上傳mysql驅動包並移動到$HIVE_HOME/lib

下載一個mysql-connector-java驅動包 mysql-connector-java-5.1.44.tar.gz，並上傳解壓

tar -zxvf mysql-connector-java-5.1.44.tar.gz 
cp mysql-connector-java-5.1.44-bin.jar $HIVE_HOME/lib

修改hive-site.xml數據庫相關配置

修改屬性值：
javax.jdo.option.ConnectionURL
javax.jdo.option.ConnectionDriverName
javax.jdo.option.ConnectionUserName
javax.jdo.option.ConnectionPassword
hive.metastore.schema.verification

<property>
    <name>javax.jdo.option.ConnectionURL</name>
    <value>jdbc:mysql://hdp-01:3306/hive?createDatabaseIfNotExist=true</value>
    <description>
      JDBC connect string for a JDBC metastore.

◆ ◆ ◆ ◆ ◆

待完成任務:
1 – 根據所附文本，解壓後的 mysql-connector-java-5.1.44-bin.jar 要複製到哪個目錄？
2 – 請判斷下列敘述是否與所附文本相符，並逐項引用文本中的關鍵字句作為依據：(a) 下載的驅動包版本為 5.1.44；(b) 資料庫相關配置要在 hive-env.sh 中修改；(c) ConnectionURL 的值所用的連接埠是 3306。

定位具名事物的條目
◆ ◆ ◆ ◆ ◆

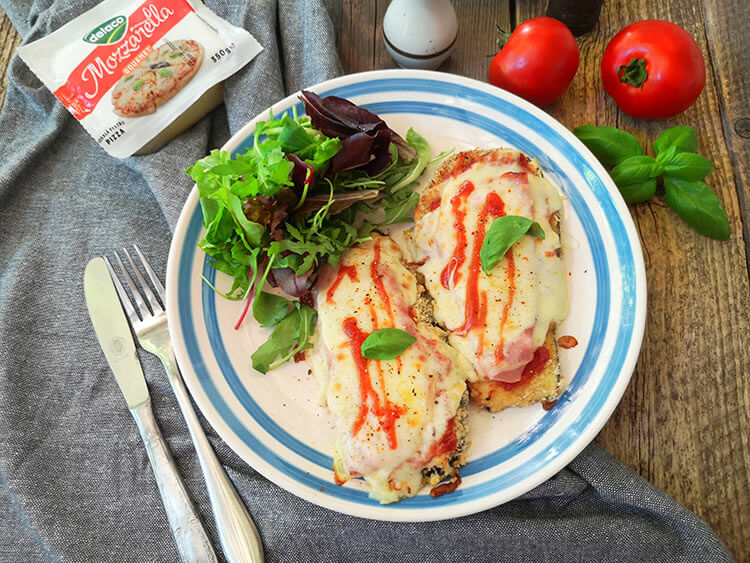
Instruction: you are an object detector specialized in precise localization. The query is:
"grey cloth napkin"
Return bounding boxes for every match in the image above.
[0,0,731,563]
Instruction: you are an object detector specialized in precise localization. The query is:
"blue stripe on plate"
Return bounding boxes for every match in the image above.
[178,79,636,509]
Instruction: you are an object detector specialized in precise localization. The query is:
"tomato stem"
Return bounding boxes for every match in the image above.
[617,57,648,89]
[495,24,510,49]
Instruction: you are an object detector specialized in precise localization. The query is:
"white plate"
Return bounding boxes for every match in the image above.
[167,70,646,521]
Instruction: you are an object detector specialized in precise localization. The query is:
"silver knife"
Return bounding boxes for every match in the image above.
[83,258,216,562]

◆ ◆ ◆ ◆ ◆

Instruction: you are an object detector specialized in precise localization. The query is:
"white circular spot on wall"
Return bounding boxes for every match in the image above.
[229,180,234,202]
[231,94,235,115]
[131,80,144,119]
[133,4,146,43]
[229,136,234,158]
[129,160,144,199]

◆ ◆ ◆ ◆ ◆

逐題解答:
1 – $HIVE_HOME/lib

2 –
(a) 是，「mysql-connector-java-5.1.44.tar.gz」
(b) 否，「修改hive-site.xml數據庫相關配置」
(c) 是，「jdbc:mysql://hdp-01:3306/hive?createDatabaseIfNotExist=true」